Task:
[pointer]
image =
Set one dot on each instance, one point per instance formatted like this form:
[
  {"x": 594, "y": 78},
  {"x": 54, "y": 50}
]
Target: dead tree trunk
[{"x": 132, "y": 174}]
----
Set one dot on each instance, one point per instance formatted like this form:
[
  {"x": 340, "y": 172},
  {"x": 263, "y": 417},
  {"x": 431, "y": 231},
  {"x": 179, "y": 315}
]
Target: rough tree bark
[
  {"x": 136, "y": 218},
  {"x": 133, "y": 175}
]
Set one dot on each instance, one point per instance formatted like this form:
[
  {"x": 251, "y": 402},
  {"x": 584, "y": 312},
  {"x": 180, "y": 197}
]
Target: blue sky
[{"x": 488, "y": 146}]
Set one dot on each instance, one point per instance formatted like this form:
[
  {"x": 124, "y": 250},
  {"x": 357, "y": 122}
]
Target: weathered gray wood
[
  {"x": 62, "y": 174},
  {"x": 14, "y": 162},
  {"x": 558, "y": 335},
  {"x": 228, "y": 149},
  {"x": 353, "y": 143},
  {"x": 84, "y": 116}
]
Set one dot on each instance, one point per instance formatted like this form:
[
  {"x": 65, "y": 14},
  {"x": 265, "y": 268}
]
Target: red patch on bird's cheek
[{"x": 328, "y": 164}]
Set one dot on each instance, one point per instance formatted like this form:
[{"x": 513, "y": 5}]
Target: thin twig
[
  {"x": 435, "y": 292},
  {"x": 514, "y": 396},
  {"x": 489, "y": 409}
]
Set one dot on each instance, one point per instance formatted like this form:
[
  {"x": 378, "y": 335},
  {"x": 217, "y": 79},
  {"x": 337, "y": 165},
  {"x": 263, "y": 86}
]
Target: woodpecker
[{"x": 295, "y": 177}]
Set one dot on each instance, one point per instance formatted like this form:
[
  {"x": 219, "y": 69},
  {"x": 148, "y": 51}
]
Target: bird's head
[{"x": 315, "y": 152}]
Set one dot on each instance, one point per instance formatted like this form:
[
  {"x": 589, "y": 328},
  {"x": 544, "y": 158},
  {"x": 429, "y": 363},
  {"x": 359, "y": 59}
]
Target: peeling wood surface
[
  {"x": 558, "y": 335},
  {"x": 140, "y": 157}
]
----
## [TASK REQUIREMENTS]
Extract each line in the material above that contains the word "bird".

## [EXPECTED ANSWER]
Target: red patch on bird's cheek
Target: bird's head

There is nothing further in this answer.